**Selected text**
Of love and poetry

'The Bloomsbury Book of Great Indian Love Poems' has poems in 28 languages

book-of-love-poetry

Busy right now with my precious bamboo flute,

my delicate fingers on the holes.

Darling, can't snuggle you now,

I'm lost fiddling this melodious flute.

Chill out—have some chilli!

Can't squeeze you right now.

Busy with my precious little bamboo flute,

my delicate fingers on the holes.

This anonymous poem in the Gondi language is as casually titled as 'Chill Out'. Amongst all established names in Indian poetry cataloged 'The Bloomsbury Book of Great Indian Love Poems', highlighting this nameless little one only reinforces the speciality of this collection. Poet-diplomat Abhay K. has traced an arc of Indian love poetry spanning 28 languages over 3,000 years in this anthology conceived and put out in the world in 2020. This includes verses in Kokborok (from Tripura), Khasi, Gondi and Mising, Tibetan, Oriya, Sindhi, Nepali, being truly reflective of the multilingual social fabric of the Indian subcontinent.

“While I was editing my series on 100 Great Indian poems, I found out that many of them were actually love poems. There I got this idea that why not do an anthology of love poems," says Abhay, who has also edited 'The Bloomsbury Anthology of Great Indian Poems' (2019). Abhay knows Hindi, English, Russian, Nepali, Portuguese and Sanskrit.

**Extracted entries**
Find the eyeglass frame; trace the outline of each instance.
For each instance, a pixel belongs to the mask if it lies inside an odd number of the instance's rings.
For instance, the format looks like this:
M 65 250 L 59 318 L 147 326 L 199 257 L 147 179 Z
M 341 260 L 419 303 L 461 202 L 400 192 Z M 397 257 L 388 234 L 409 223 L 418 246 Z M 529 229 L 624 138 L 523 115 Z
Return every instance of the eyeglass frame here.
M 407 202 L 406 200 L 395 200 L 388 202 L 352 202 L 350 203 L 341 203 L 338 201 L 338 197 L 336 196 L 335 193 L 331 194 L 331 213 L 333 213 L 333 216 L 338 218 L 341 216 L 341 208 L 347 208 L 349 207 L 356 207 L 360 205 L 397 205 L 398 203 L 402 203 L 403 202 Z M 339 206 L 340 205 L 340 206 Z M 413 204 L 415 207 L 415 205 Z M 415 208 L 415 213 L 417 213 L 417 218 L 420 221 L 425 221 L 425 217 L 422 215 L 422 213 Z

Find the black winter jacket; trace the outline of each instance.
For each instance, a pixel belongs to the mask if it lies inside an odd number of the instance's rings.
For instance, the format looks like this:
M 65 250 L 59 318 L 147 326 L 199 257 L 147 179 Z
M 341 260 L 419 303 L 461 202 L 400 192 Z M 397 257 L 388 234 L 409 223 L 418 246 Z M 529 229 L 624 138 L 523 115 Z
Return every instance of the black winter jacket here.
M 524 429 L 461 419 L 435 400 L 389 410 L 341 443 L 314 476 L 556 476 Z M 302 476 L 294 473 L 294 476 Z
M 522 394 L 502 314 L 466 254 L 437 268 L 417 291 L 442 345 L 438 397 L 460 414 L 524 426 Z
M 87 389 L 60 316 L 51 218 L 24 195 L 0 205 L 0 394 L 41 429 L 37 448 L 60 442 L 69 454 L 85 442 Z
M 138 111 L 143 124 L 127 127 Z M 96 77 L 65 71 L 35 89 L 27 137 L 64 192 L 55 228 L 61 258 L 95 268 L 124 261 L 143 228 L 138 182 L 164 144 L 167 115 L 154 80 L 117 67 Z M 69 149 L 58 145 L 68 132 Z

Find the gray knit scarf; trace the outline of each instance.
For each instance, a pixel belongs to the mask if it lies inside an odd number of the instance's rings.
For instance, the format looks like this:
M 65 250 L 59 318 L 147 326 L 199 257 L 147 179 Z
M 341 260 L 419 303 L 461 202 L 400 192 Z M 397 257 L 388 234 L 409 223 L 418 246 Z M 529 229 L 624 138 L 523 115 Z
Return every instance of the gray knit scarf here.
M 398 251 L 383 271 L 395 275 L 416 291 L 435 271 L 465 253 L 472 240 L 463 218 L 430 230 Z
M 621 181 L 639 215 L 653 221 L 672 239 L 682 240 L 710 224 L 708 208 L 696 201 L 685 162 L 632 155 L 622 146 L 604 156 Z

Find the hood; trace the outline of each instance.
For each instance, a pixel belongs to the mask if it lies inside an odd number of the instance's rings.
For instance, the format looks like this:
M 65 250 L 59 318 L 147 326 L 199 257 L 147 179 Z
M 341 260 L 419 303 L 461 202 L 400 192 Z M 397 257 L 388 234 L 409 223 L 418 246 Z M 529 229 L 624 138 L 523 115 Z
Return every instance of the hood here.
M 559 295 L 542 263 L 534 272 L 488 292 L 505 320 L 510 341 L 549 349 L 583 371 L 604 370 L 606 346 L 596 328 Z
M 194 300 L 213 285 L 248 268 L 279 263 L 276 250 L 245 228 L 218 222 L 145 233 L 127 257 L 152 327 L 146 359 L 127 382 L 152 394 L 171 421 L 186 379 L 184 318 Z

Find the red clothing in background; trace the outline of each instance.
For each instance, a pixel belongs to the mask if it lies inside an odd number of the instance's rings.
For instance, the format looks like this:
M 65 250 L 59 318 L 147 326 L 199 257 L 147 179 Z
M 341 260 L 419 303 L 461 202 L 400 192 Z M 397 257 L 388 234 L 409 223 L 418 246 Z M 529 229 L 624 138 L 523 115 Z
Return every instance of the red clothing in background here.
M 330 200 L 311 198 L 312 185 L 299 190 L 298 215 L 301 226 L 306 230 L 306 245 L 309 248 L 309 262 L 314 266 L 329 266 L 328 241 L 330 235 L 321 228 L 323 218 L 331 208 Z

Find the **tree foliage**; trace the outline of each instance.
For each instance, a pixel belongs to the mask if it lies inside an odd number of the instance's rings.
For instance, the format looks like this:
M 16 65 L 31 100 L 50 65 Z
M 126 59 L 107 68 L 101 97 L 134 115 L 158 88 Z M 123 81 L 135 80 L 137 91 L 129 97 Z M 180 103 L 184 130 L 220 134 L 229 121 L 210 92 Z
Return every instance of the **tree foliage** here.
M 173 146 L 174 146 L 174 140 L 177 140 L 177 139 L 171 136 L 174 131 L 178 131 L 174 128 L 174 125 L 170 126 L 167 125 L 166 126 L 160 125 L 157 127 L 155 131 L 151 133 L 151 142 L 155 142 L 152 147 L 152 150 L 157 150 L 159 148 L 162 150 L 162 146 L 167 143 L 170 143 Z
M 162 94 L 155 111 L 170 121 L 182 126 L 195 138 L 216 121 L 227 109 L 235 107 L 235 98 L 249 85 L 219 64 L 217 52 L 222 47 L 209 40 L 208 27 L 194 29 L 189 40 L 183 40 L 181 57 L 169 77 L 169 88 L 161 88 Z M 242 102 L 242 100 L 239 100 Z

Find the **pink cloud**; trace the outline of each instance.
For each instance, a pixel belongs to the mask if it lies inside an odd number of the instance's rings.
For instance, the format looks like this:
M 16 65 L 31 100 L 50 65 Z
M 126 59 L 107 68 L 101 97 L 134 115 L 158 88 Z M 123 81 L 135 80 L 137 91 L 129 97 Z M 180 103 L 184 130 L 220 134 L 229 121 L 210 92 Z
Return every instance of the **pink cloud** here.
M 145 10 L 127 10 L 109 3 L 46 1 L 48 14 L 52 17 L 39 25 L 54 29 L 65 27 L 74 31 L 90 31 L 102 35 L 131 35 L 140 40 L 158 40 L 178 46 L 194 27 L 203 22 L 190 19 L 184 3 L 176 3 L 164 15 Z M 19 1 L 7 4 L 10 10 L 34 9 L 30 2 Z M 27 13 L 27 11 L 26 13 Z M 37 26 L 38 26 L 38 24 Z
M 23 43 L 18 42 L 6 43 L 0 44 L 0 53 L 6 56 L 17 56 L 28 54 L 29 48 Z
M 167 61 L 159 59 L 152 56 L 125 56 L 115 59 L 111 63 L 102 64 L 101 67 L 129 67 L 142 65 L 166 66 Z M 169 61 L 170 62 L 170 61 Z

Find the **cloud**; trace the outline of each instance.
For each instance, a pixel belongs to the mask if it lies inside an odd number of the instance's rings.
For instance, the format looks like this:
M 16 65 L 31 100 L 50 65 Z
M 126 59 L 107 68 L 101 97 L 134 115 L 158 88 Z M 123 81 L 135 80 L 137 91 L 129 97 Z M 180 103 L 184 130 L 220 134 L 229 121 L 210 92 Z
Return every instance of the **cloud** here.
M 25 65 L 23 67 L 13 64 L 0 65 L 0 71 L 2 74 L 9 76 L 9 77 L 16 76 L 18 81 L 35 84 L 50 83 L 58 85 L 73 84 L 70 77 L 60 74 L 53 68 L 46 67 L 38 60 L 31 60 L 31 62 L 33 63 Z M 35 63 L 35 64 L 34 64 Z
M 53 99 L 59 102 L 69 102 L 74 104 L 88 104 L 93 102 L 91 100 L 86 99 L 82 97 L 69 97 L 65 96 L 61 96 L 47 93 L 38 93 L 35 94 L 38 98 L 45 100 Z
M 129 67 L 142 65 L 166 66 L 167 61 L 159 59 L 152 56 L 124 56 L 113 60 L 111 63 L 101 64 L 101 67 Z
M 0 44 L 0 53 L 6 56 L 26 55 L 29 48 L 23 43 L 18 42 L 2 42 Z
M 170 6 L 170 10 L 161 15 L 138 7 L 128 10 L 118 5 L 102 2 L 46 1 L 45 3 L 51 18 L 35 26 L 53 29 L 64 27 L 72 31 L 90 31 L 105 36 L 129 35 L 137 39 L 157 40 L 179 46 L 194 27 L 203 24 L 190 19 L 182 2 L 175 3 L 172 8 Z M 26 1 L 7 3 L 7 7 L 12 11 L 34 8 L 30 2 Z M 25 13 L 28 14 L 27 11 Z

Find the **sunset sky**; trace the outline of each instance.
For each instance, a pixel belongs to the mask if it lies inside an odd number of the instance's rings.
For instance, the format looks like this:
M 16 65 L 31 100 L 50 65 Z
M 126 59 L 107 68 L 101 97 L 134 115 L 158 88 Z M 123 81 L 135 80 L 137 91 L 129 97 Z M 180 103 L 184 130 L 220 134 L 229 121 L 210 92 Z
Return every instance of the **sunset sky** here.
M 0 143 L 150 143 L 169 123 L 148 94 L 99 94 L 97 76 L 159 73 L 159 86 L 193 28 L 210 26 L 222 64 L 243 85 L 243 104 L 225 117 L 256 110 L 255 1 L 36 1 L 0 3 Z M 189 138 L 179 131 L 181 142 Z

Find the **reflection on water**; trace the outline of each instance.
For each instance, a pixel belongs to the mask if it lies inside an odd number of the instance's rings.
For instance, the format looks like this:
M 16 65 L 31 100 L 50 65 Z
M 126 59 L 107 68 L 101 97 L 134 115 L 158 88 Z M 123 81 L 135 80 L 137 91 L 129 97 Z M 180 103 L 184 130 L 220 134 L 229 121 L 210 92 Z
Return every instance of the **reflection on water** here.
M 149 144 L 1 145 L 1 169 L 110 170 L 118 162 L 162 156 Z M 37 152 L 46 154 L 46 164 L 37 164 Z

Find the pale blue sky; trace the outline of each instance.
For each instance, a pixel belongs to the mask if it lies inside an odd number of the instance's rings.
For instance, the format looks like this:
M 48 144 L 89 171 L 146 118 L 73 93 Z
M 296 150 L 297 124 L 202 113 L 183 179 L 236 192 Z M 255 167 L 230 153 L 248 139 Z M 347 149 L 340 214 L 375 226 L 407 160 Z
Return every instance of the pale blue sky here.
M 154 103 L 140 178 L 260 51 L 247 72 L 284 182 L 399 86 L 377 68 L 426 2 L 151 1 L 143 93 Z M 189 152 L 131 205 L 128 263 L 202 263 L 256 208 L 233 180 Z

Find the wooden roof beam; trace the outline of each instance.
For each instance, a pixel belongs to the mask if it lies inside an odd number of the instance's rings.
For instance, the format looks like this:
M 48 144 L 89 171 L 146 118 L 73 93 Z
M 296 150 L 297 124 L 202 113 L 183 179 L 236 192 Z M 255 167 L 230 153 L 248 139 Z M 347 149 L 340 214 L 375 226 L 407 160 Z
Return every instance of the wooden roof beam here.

**Objectives**
1) Reproduce the rows verbatim, from their first line through the line containing "M 407 202 L".
2) Pick up the article on the anthology of Indian love poems where it stops, and keep it going.

**Replies**
1)
Find the eyeglass frame; trace the outline of each instance.
For each instance, a pixel belongs to the mask if it lies inside an odd number of the instance's rings.
For instance, the format looks like this:
M 65 250 L 59 318 L 147 326 L 199 257 L 147 179 Z
M 341 260 L 419 303 L 461 202 L 400 192 Z M 397 257 L 388 234 L 409 223 L 418 246 Z M 529 229 L 624 138 L 523 115 Z
Return every instance of the eyeglass frame here.
M 407 202 L 406 200 L 395 200 L 388 202 L 352 202 L 350 203 L 341 203 L 338 201 L 338 197 L 336 196 L 335 193 L 331 194 L 331 213 L 333 213 L 333 216 L 338 218 L 341 216 L 341 208 L 347 208 L 349 207 L 356 207 L 360 205 L 397 205 L 398 203 L 402 203 L 403 202 Z M 339 206 L 340 205 L 340 206 Z M 413 204 L 415 207 L 415 205 Z M 415 208 L 415 213 L 417 213 L 417 218 L 420 221 L 425 221 L 425 217 L 422 215 L 422 213 Z

2)
When English poet Simon Armitage's poem Lockdown, published last year in March, mentioned a reference to the Kalidasa's epic poem Meghadūta, Abhay was put on a path of delving deeper into the ecstatic stanzas of Meghadūta and Ritusamhara—extracts from both the classics in Indian love poetry find a place in this collection. In fact, there is a profusion of Sanskrit love poems here, from Rigveda to Bhavabhuti and Bhanudutta, alongside classic Tamil and prakrit love poems. English verses from Sarojini Naidu, Kamala Das, Pritish Nandy, Arvind Krishna Mehrotra to Tishani Doshi, Ranjit Hoskote and Arundhathi Subramaniam round off a captivating list of contemporary poets.

Although Indian love poems have been extensively anthologised from Tambimuttu's 'Indian Love Poems' (1967) to Amrita Narayanan's 'Parrots of Desire:3000 Years of Indian Erotica' (2017), Abhay would like to distinguish his collection as more expansive and diverse; some of his translations are also an attempt to make them more accessible. "I felt we needed newer, more contemporary translations of these classic love poems, so it can speak to the current generation."

Savoured slowly and surreptitiously, this cornucopia of love, longing and desire should easily resonate with the young and the old.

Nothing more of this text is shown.